Stored data ▸
= Beginning of Section =
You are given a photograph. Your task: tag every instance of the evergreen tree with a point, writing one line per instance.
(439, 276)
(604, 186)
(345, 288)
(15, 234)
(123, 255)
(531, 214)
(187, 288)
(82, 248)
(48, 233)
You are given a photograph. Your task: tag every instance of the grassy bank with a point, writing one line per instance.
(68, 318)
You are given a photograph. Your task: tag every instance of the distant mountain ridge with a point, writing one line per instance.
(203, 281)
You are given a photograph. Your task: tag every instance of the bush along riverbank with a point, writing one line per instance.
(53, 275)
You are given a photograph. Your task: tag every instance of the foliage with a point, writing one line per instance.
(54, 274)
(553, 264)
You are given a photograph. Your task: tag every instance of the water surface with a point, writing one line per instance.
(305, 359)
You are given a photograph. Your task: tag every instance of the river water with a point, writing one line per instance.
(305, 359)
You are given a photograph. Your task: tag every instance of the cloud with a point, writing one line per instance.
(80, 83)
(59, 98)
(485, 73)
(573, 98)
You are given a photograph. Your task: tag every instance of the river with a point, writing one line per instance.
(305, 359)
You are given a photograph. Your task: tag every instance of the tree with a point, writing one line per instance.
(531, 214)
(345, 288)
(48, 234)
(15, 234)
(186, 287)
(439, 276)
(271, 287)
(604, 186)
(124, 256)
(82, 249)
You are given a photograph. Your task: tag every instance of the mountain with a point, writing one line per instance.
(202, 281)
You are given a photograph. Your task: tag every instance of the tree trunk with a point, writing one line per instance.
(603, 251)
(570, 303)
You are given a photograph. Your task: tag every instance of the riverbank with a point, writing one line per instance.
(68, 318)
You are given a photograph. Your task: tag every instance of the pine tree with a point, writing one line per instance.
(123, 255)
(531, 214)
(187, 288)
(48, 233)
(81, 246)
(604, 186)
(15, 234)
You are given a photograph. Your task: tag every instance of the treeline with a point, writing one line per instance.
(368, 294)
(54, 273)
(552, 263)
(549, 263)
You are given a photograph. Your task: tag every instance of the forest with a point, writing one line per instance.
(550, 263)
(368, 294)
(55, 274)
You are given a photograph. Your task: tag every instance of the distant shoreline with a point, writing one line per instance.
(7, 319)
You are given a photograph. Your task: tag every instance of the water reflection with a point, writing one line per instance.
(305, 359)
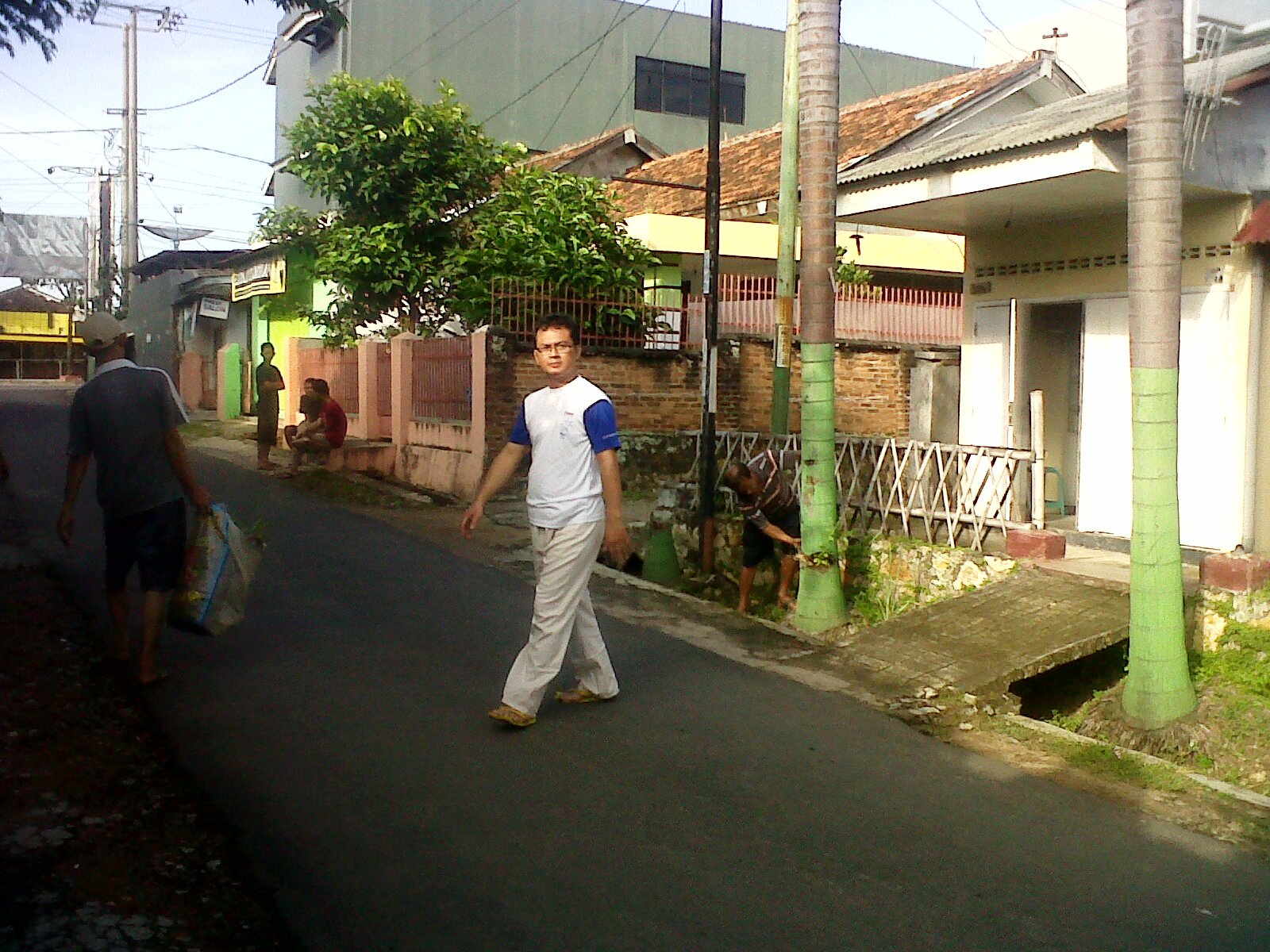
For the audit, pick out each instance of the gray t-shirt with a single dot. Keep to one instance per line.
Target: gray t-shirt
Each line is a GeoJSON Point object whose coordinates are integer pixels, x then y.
{"type": "Point", "coordinates": [121, 416]}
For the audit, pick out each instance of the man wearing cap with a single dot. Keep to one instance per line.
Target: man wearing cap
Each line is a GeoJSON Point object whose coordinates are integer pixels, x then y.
{"type": "Point", "coordinates": [126, 418]}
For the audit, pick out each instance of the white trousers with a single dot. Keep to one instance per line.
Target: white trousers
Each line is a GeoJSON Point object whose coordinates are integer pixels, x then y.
{"type": "Point", "coordinates": [563, 619]}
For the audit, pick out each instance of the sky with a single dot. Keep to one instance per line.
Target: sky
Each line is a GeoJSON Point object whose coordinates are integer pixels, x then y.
{"type": "Point", "coordinates": [205, 164]}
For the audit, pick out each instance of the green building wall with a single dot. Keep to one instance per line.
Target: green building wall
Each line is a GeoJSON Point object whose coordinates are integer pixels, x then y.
{"type": "Point", "coordinates": [493, 60]}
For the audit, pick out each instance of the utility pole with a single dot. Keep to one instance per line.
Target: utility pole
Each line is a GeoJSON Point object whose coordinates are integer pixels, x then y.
{"type": "Point", "coordinates": [130, 216]}
{"type": "Point", "coordinates": [129, 239]}
{"type": "Point", "coordinates": [821, 605]}
{"type": "Point", "coordinates": [710, 346]}
{"type": "Point", "coordinates": [787, 281]}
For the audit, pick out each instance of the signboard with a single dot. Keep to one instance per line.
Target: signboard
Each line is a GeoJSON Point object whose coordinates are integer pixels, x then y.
{"type": "Point", "coordinates": [215, 308]}
{"type": "Point", "coordinates": [260, 278]}
{"type": "Point", "coordinates": [42, 247]}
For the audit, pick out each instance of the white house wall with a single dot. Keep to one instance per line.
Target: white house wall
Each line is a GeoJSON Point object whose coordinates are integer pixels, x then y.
{"type": "Point", "coordinates": [1213, 365]}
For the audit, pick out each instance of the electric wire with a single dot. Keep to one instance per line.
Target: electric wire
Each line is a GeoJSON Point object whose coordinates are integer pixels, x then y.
{"type": "Point", "coordinates": [209, 95]}
{"type": "Point", "coordinates": [433, 35]}
{"type": "Point", "coordinates": [622, 99]}
{"type": "Point", "coordinates": [567, 63]}
{"type": "Point", "coordinates": [591, 63]}
{"type": "Point", "coordinates": [465, 36]}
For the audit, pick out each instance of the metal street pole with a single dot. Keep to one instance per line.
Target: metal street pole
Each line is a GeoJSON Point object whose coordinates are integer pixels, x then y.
{"type": "Point", "coordinates": [710, 346]}
{"type": "Point", "coordinates": [130, 158]}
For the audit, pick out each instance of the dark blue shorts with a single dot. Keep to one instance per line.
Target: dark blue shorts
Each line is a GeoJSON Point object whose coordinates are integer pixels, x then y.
{"type": "Point", "coordinates": [154, 541]}
{"type": "Point", "coordinates": [756, 545]}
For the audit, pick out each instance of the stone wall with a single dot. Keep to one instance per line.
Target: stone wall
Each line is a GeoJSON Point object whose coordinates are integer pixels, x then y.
{"type": "Point", "coordinates": [660, 391]}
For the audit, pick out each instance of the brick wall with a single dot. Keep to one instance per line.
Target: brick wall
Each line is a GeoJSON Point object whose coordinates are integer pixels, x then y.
{"type": "Point", "coordinates": [660, 393]}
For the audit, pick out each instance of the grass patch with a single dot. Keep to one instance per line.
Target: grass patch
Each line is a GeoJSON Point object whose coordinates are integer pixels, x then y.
{"type": "Point", "coordinates": [337, 489]}
{"type": "Point", "coordinates": [1105, 762]}
{"type": "Point", "coordinates": [1242, 659]}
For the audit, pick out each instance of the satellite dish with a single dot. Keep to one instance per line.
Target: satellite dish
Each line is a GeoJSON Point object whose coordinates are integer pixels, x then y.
{"type": "Point", "coordinates": [177, 234]}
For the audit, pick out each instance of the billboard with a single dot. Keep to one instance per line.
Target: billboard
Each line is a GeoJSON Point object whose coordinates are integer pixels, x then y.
{"type": "Point", "coordinates": [42, 247]}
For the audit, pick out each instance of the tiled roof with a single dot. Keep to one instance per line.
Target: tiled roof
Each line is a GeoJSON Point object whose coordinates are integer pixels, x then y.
{"type": "Point", "coordinates": [1104, 111]}
{"type": "Point", "coordinates": [25, 300]}
{"type": "Point", "coordinates": [559, 158]}
{"type": "Point", "coordinates": [749, 164]}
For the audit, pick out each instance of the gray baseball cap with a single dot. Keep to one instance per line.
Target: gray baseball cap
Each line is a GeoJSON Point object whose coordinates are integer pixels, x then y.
{"type": "Point", "coordinates": [99, 330]}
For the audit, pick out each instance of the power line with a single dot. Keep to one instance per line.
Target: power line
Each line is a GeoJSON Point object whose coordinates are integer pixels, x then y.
{"type": "Point", "coordinates": [591, 63]}
{"type": "Point", "coordinates": [1003, 36]}
{"type": "Point", "coordinates": [465, 36]}
{"type": "Point", "coordinates": [12, 131]}
{"type": "Point", "coordinates": [433, 35]}
{"type": "Point", "coordinates": [567, 63]}
{"type": "Point", "coordinates": [209, 95]}
{"type": "Point", "coordinates": [651, 46]}
{"type": "Point", "coordinates": [209, 149]}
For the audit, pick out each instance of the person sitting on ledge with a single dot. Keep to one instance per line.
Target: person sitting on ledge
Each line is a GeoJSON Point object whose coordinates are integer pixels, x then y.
{"type": "Point", "coordinates": [329, 436]}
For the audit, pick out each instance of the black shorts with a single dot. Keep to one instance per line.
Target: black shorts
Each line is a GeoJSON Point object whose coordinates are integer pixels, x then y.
{"type": "Point", "coordinates": [756, 545]}
{"type": "Point", "coordinates": [267, 428]}
{"type": "Point", "coordinates": [154, 541]}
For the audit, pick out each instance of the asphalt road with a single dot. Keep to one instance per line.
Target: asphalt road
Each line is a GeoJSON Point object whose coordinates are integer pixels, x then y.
{"type": "Point", "coordinates": [713, 806]}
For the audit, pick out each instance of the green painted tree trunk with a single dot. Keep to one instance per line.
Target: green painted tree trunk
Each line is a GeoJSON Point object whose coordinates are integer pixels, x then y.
{"type": "Point", "coordinates": [821, 605]}
{"type": "Point", "coordinates": [787, 281]}
{"type": "Point", "coordinates": [1159, 689]}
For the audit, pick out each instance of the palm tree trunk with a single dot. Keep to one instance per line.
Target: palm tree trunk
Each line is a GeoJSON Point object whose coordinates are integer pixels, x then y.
{"type": "Point", "coordinates": [1159, 689]}
{"type": "Point", "coordinates": [821, 605]}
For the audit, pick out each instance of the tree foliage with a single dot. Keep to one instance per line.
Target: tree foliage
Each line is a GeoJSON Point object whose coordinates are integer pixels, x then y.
{"type": "Point", "coordinates": [37, 21]}
{"type": "Point", "coordinates": [425, 211]}
{"type": "Point", "coordinates": [399, 177]}
{"type": "Point", "coordinates": [545, 228]}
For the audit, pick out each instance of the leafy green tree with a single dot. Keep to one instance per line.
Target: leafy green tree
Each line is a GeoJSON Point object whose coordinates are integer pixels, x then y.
{"type": "Point", "coordinates": [37, 21]}
{"type": "Point", "coordinates": [545, 228]}
{"type": "Point", "coordinates": [400, 178]}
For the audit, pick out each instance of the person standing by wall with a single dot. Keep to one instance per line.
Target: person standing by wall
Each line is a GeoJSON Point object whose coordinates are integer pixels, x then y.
{"type": "Point", "coordinates": [268, 384]}
{"type": "Point", "coordinates": [126, 418]}
{"type": "Point", "coordinates": [575, 505]}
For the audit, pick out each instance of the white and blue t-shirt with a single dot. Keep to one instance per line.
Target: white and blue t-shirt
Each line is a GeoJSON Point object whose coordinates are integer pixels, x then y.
{"type": "Point", "coordinates": [565, 427]}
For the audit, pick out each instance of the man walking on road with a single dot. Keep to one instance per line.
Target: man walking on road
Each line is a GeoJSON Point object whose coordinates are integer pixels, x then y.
{"type": "Point", "coordinates": [127, 416]}
{"type": "Point", "coordinates": [575, 505]}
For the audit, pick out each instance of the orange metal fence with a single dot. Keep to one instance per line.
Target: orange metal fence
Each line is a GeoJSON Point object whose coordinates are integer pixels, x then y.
{"type": "Point", "coordinates": [337, 366]}
{"type": "Point", "coordinates": [618, 321]}
{"type": "Point", "coordinates": [384, 378]}
{"type": "Point", "coordinates": [442, 378]}
{"type": "Point", "coordinates": [747, 305]}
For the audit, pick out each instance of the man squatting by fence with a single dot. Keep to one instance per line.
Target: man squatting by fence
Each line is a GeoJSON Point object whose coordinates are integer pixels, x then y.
{"type": "Point", "coordinates": [575, 505]}
{"type": "Point", "coordinates": [770, 505]}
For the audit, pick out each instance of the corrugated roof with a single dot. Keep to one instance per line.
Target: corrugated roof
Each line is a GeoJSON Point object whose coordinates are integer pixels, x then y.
{"type": "Point", "coordinates": [1104, 111]}
{"type": "Point", "coordinates": [749, 164]}
{"type": "Point", "coordinates": [1257, 232]}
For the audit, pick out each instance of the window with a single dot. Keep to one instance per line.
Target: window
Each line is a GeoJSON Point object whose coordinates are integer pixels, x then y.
{"type": "Point", "coordinates": [664, 86]}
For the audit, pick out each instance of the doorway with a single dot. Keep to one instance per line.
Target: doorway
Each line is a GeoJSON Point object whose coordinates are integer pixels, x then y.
{"type": "Point", "coordinates": [1054, 368]}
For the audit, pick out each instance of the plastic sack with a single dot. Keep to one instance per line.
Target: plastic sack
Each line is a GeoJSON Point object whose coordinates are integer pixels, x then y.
{"type": "Point", "coordinates": [220, 565]}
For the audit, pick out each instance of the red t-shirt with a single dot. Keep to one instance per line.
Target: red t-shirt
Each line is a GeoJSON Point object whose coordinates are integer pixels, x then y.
{"type": "Point", "coordinates": [334, 423]}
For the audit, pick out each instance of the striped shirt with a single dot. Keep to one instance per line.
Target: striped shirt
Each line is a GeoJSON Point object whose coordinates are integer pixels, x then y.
{"type": "Point", "coordinates": [775, 498]}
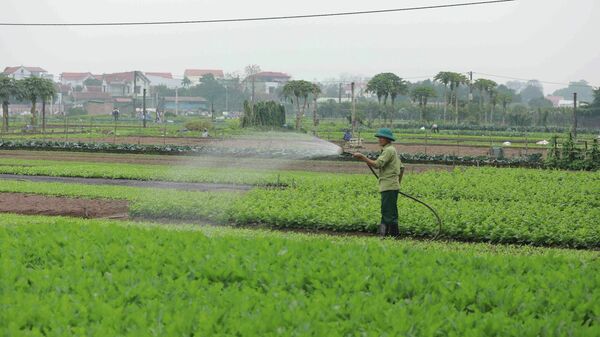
= End of Section =
What you will do ▸ The answer must consist of every line from the records above that holds "tiled".

Response below ▸
For the audit, pick out each instance of the tiled roof with a single dot. Keep to one instance per line.
Target: tiled roof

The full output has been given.